■ PROBLEM DETAILS
Find every line in the data below that contains the string "clicks", and copy each of those lines out.
SOURCE DATA below:
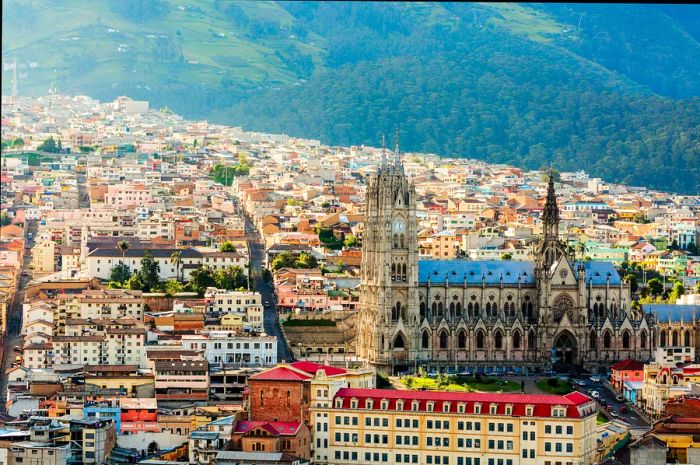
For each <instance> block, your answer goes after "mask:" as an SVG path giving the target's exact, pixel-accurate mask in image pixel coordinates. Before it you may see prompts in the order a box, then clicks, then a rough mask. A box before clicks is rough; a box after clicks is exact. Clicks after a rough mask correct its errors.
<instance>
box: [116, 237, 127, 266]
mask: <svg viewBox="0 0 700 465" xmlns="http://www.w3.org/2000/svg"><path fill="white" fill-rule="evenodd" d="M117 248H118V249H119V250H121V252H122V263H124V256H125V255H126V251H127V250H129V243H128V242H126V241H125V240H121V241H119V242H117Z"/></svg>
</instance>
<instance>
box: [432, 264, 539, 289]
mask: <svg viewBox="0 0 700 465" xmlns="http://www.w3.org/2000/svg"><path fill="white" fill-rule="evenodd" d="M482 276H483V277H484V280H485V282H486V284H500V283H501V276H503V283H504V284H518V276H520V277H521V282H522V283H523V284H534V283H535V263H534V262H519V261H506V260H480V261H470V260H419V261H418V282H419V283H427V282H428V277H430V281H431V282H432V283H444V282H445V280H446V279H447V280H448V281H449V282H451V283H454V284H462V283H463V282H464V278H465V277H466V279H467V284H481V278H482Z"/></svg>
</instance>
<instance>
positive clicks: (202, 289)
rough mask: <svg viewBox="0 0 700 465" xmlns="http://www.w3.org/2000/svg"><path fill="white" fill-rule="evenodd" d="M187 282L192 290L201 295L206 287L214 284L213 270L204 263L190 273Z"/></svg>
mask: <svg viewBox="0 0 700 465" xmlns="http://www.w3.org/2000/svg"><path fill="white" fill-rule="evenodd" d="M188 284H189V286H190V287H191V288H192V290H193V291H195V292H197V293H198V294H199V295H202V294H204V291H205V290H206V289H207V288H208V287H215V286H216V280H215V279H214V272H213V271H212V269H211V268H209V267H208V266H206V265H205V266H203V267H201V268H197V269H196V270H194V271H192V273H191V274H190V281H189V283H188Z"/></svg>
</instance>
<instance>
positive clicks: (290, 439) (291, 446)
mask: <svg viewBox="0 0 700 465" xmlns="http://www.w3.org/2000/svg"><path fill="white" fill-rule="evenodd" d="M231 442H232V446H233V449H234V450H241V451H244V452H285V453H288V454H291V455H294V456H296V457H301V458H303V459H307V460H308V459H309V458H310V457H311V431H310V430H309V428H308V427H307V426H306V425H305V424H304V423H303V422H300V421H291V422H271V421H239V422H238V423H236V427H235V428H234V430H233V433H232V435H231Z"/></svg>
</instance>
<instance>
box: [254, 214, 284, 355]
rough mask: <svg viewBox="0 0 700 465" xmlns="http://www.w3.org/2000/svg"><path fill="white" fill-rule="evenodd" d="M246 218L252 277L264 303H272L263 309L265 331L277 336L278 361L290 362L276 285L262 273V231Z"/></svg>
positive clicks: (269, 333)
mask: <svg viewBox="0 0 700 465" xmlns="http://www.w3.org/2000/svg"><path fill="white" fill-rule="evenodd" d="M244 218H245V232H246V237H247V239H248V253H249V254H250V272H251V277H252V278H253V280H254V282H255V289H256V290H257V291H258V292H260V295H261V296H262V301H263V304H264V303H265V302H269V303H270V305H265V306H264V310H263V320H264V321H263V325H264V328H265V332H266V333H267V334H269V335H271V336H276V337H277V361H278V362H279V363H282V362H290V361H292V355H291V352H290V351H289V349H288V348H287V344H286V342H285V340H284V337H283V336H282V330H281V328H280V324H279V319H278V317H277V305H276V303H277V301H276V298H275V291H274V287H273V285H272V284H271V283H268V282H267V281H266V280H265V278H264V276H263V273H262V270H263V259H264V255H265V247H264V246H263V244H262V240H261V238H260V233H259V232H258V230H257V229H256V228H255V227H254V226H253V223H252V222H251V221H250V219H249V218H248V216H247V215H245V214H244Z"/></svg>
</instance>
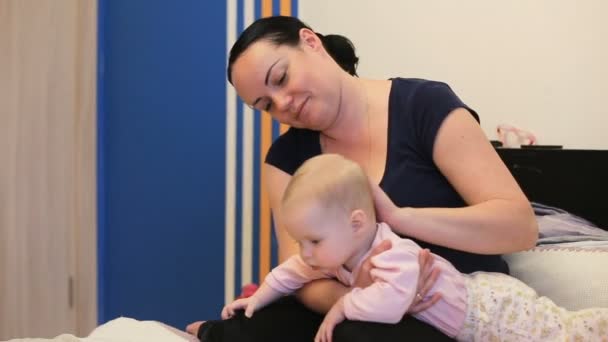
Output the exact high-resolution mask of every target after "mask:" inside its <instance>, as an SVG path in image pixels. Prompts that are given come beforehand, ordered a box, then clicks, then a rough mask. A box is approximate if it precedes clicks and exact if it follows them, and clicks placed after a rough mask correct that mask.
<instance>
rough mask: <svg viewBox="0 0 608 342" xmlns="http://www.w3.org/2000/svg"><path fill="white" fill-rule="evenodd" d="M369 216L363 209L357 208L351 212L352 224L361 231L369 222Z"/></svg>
End of SOURCE DATA.
SOURCE DATA below:
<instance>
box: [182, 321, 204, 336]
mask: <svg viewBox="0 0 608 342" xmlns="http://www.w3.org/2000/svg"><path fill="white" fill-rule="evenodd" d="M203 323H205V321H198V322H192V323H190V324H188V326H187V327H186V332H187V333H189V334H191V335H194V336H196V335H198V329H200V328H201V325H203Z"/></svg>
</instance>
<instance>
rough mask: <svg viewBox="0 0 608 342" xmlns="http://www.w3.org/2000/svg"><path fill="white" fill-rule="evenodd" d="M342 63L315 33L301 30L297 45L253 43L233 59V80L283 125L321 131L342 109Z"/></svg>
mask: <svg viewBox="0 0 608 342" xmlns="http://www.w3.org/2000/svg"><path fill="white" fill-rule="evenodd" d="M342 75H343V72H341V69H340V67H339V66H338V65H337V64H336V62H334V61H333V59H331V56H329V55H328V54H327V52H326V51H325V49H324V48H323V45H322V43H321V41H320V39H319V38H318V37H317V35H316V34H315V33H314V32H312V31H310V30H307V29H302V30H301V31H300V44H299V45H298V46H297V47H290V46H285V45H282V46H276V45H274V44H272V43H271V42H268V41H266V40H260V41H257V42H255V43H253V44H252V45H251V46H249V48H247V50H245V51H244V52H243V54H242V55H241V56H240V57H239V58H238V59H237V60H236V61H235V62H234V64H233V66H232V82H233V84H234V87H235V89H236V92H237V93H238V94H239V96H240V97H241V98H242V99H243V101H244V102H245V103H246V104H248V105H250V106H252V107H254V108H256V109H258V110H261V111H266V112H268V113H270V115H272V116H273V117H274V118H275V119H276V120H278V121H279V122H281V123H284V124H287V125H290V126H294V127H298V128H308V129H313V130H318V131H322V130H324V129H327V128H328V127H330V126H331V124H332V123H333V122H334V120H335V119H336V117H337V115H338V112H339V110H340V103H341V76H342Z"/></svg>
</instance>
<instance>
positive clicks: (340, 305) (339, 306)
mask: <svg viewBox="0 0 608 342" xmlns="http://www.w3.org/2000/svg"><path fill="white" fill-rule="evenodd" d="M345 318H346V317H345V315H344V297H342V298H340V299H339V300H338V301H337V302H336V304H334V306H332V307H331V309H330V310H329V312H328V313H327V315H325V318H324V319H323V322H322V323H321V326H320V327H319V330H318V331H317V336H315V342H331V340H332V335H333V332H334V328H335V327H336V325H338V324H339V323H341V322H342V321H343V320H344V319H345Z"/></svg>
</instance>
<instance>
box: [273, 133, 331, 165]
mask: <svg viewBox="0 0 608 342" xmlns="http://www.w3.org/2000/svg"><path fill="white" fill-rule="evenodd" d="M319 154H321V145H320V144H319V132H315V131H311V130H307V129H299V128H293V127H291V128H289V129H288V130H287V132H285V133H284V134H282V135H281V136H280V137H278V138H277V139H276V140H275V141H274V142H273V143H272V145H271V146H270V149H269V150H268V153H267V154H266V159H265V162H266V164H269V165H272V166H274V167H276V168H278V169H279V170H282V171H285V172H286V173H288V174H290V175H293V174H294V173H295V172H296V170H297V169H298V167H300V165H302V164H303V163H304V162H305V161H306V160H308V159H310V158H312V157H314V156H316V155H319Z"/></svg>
End of SOURCE DATA.
■ RESULT OF THE TASK
For each <instance> block, your answer goes after "mask:" as an SVG path giving the target's exact, pixel-accurate mask in image pixel coordinates. Before it you may see prompts in the order a box, then clicks, then a rough mask. A box before clicks is rough; a box after clicks is exact. Clicks after a rough mask correct its errors.
positive clicks: (202, 289)
positive clicks: (290, 439) (291, 446)
positive clicks: (269, 333)
Output the exact high-resolution mask of every target after "mask:" inside its <instance>, as an SVG path in image pixels. Prompts that are given come beforehand, ordered a box, then clicks, then a rough mask. A box is approximate if it precedes clicks and exact if it follows them, and clicks placed after a rough mask correct that mask.
positive clicks: (340, 305) (339, 306)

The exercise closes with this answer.